-- START OF SUPPLIED MATERIAL --

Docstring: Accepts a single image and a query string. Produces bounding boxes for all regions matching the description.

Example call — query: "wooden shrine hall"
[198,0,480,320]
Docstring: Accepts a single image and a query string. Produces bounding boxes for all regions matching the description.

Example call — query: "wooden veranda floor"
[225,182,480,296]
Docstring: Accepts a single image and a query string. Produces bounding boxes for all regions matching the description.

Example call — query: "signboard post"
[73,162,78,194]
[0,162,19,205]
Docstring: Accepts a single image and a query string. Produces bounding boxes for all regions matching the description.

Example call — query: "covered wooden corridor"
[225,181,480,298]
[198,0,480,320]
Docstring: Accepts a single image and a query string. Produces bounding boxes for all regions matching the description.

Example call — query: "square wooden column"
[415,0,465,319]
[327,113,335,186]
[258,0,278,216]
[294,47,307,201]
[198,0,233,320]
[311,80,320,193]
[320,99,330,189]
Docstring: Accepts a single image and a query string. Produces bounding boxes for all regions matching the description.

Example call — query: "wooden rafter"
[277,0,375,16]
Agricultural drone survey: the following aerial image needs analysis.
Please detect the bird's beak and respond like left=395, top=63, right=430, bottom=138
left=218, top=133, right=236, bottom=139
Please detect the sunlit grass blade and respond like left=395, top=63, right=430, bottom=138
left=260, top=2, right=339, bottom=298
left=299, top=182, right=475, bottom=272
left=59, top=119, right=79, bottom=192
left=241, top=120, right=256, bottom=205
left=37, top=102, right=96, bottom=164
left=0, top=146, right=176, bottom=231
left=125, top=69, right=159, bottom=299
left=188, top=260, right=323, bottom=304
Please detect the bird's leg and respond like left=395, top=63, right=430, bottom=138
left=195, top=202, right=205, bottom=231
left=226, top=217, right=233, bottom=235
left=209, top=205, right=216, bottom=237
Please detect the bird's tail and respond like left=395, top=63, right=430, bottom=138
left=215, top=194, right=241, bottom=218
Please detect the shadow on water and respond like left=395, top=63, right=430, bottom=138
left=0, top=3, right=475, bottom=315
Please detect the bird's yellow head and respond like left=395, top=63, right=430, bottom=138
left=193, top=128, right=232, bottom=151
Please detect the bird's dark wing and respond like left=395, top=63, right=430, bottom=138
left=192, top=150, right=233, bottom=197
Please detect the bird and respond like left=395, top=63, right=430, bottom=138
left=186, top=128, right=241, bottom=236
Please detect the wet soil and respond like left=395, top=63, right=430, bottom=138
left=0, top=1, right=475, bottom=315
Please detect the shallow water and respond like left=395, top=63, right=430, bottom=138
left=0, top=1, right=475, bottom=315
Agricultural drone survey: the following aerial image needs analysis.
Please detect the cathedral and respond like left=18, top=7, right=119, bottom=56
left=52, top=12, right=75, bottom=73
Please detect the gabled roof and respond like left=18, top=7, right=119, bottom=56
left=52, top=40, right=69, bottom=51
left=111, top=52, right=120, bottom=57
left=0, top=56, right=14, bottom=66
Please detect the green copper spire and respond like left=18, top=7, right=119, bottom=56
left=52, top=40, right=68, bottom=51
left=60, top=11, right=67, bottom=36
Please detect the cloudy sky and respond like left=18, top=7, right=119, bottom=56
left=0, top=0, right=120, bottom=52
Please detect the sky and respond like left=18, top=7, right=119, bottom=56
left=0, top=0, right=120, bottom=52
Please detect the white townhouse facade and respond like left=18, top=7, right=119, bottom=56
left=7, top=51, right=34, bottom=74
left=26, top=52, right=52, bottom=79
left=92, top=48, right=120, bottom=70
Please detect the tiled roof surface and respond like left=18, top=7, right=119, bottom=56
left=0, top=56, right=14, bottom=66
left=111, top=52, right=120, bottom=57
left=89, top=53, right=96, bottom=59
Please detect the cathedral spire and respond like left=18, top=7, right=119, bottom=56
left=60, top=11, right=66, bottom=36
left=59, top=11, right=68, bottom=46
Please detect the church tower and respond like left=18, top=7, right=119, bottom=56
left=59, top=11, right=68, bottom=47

-- END OF SUPPLIED MATERIAL --

Rewrite all the records with every "Please detect" changed to "Please locate", keeping everything else the same.

Docstring: Accepts a single image and a query string. Produces bounding boxes for all regions matching the description.

Example call — query: "wooden shrine hall"
[198,0,480,320]
Docstring: Accepts a single image and a query string. Produces bounding boxes for all regions matching the description.

Example call — query: "wooden veranda floor"
[225,182,480,296]
Docstring: Accepts a single image and a query string. Produces bounding boxes for all regions matching the description.

Example call — query: "signboard post"
[73,162,78,194]
[0,162,19,205]
Docstring: Accepts a single image and a query string. Produces bounding boxes for all regions matching the description.

Example call — query: "covered wooden corridor"
[225,181,480,298]
[198,0,480,320]
Docstring: Accepts a single image and a query string. Produces bounding boxes for all regions matching the description.

Example call — query: "square wooden column"
[415,0,465,319]
[327,113,335,186]
[258,0,278,216]
[294,47,307,201]
[198,0,233,320]
[311,80,320,193]
[320,99,330,189]
Docstring: Accepts a single image and a query string. Produces bounding boxes for all regions matching the description.

Example call — query: "wooden rafter"
[277,0,375,16]
Agricultural drone survey: the following aerial image needs analysis.
Please locate the bird's beak and respond like left=395, top=63, right=430, bottom=138
left=218, top=133, right=236, bottom=139
Please locate the sunlit grass blade and respond like left=395, top=63, right=430, bottom=138
left=260, top=2, right=339, bottom=298
left=299, top=182, right=475, bottom=272
left=59, top=119, right=79, bottom=192
left=241, top=120, right=256, bottom=205
left=37, top=102, right=96, bottom=164
left=0, top=146, right=176, bottom=231
left=125, top=69, right=159, bottom=299
left=188, top=260, right=323, bottom=304
Please locate the bird's leg and respond like left=395, top=63, right=430, bottom=138
left=195, top=202, right=205, bottom=231
left=226, top=217, right=233, bottom=235
left=209, top=205, right=216, bottom=237
Please locate the bird's tail and respond like left=395, top=63, right=430, bottom=138
left=215, top=194, right=241, bottom=218
Please locate the shadow on water and respond like left=395, top=63, right=430, bottom=138
left=0, top=3, right=475, bottom=315
Please locate the bird's yellow head and respond like left=395, top=63, right=430, bottom=138
left=193, top=128, right=232, bottom=151
Please locate the bird's dark wing and respond like left=395, top=63, right=430, bottom=138
left=192, top=150, right=233, bottom=197
Please locate the bird and respond like left=395, top=63, right=430, bottom=138
left=186, top=128, right=241, bottom=236
Please locate the wet soil and respond like left=395, top=63, right=430, bottom=138
left=0, top=1, right=475, bottom=315
Please locate the shallow water and respond like left=395, top=63, right=430, bottom=138
left=0, top=1, right=475, bottom=315
Agricultural drone survey: the following aerial image needs analysis.
Please locate the cathedral and respond like left=18, top=7, right=119, bottom=56
left=52, top=12, right=75, bottom=73
Please locate the gabled roof and respond like left=18, top=7, right=119, bottom=56
left=52, top=40, right=69, bottom=51
left=111, top=52, right=120, bottom=57
left=0, top=56, right=14, bottom=66
Please locate the green copper spire and respond like left=18, top=7, right=119, bottom=56
left=52, top=40, right=68, bottom=51
left=60, top=11, right=67, bottom=36
Please locate the cloudy sky and respond like left=18, top=7, right=119, bottom=56
left=0, top=0, right=120, bottom=52
Please locate the sky and respond like left=18, top=7, right=119, bottom=56
left=0, top=0, right=120, bottom=52
Please locate the white townhouse facade and respond like left=18, top=7, right=119, bottom=56
left=7, top=51, right=34, bottom=74
left=26, top=52, right=52, bottom=79
left=92, top=48, right=120, bottom=70
Please locate the tiled roof surface and respond like left=18, top=7, right=119, bottom=56
left=0, top=56, right=14, bottom=66
left=111, top=52, right=120, bottom=57
left=89, top=53, right=96, bottom=59
Please locate the cathedral spire and respond like left=18, top=7, right=119, bottom=56
left=60, top=11, right=66, bottom=36
left=59, top=11, right=68, bottom=46
Please locate the church tower and respond like left=18, top=7, right=119, bottom=56
left=59, top=11, right=68, bottom=47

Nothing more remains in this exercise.